[Start]
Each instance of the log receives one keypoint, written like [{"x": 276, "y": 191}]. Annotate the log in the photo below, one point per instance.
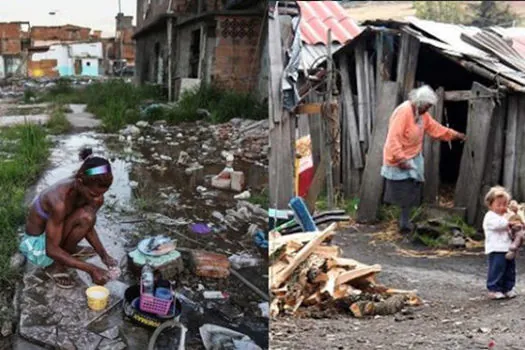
[
  {"x": 432, "y": 153},
  {"x": 372, "y": 185},
  {"x": 356, "y": 274},
  {"x": 301, "y": 256},
  {"x": 474, "y": 157},
  {"x": 329, "y": 287}
]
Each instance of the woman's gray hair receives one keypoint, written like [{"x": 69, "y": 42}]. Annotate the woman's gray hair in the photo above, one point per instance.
[{"x": 422, "y": 96}]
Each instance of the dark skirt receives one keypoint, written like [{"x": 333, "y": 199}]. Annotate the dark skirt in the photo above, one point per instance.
[{"x": 403, "y": 193}]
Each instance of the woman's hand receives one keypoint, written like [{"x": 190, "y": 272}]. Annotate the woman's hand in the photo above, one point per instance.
[
  {"x": 461, "y": 136},
  {"x": 404, "y": 166}
]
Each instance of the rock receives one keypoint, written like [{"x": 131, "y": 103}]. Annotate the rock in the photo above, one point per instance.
[
  {"x": 221, "y": 184},
  {"x": 130, "y": 130},
  {"x": 111, "y": 333},
  {"x": 244, "y": 195},
  {"x": 203, "y": 113},
  {"x": 184, "y": 157},
  {"x": 238, "y": 181},
  {"x": 112, "y": 345},
  {"x": 7, "y": 329},
  {"x": 17, "y": 261},
  {"x": 166, "y": 158}
]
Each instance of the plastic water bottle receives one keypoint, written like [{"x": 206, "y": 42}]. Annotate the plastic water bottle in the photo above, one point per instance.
[{"x": 147, "y": 279}]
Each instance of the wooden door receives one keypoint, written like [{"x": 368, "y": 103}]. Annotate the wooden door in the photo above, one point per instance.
[{"x": 475, "y": 151}]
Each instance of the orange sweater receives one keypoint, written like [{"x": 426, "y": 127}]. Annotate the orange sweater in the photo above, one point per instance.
[{"x": 405, "y": 138}]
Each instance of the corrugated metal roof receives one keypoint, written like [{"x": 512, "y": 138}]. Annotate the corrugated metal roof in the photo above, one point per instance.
[
  {"x": 451, "y": 34},
  {"x": 516, "y": 35},
  {"x": 314, "y": 55},
  {"x": 453, "y": 44},
  {"x": 319, "y": 16}
]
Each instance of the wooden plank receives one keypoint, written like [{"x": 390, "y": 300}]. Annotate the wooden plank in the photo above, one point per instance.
[
  {"x": 519, "y": 192},
  {"x": 349, "y": 114},
  {"x": 367, "y": 97},
  {"x": 372, "y": 184},
  {"x": 372, "y": 94},
  {"x": 509, "y": 168},
  {"x": 301, "y": 256},
  {"x": 281, "y": 164},
  {"x": 431, "y": 152},
  {"x": 492, "y": 171},
  {"x": 474, "y": 157},
  {"x": 407, "y": 65},
  {"x": 362, "y": 88},
  {"x": 303, "y": 125},
  {"x": 309, "y": 108}
]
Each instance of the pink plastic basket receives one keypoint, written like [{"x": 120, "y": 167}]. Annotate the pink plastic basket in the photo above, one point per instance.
[{"x": 148, "y": 303}]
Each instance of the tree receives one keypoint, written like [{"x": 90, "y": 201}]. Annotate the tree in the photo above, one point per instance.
[
  {"x": 492, "y": 13},
  {"x": 441, "y": 11}
]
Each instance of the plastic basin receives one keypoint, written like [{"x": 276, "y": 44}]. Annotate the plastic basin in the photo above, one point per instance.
[{"x": 97, "y": 297}]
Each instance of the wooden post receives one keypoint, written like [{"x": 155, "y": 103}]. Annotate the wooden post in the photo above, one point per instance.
[
  {"x": 431, "y": 152},
  {"x": 280, "y": 155},
  {"x": 362, "y": 88},
  {"x": 372, "y": 184},
  {"x": 474, "y": 157},
  {"x": 509, "y": 169},
  {"x": 519, "y": 192},
  {"x": 326, "y": 123},
  {"x": 407, "y": 64}
]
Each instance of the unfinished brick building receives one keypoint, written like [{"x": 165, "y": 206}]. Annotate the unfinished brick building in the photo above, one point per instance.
[
  {"x": 14, "y": 42},
  {"x": 201, "y": 41}
]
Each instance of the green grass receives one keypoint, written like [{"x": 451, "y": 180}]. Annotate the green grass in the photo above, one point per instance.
[
  {"x": 260, "y": 198},
  {"x": 58, "y": 122},
  {"x": 223, "y": 105},
  {"x": 29, "y": 150}
]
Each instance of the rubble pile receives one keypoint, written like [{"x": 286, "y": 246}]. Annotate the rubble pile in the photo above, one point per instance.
[
  {"x": 14, "y": 87},
  {"x": 305, "y": 270}
]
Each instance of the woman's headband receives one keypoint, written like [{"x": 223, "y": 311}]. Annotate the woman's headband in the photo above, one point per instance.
[{"x": 100, "y": 170}]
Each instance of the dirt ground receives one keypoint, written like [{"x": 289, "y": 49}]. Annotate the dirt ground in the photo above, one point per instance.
[{"x": 456, "y": 313}]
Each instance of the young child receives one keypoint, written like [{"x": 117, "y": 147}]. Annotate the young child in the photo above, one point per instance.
[End]
What the task asks: Copy only the stretch running from the line containing "Each instance of the wooden post" to the final line of the entries, both ends included, exactly as it stands.

Worked solution:
Each instance of the wooden post receives one keypoint, written like [{"x": 155, "y": 103}]. Annotate the wooden post in the photo above, one point per instance.
[
  {"x": 431, "y": 152},
  {"x": 280, "y": 155},
  {"x": 362, "y": 88},
  {"x": 372, "y": 184},
  {"x": 474, "y": 157},
  {"x": 509, "y": 169},
  {"x": 519, "y": 192},
  {"x": 326, "y": 123},
  {"x": 407, "y": 64}
]
Each instance of the unfinished brick building receives one keypoint, written like [{"x": 165, "y": 206}]. Annotate the unfinished brick building in the photo above, one point per instance.
[
  {"x": 14, "y": 42},
  {"x": 201, "y": 41}
]
Each instance of the green grass receives one keypoint, written like [{"x": 451, "y": 180}]. Annotate the green grass in the photo above, one point per instance.
[
  {"x": 260, "y": 198},
  {"x": 58, "y": 122},
  {"x": 223, "y": 105},
  {"x": 29, "y": 150}
]
Each instance of the rubble pile receives one keypoint, written like [{"x": 286, "y": 246}]. Annotate the rubble pile in the photo above, one point per instance.
[
  {"x": 14, "y": 87},
  {"x": 305, "y": 270}
]
Each instance of the woman's headband receives one keypoint, written like [{"x": 223, "y": 311}]. Annotate the woman's headband in the photo above, one point per instance.
[{"x": 100, "y": 170}]
Each instance of the dirt ground receives one keypoint, written like [{"x": 289, "y": 49}]. Annotate the dirt ground in the photo above, one point per instance.
[{"x": 456, "y": 313}]
Each instance of the young child receives one keypoint, written like [{"x": 117, "y": 147}]. Annotate the young child in the photo above, one point per instance.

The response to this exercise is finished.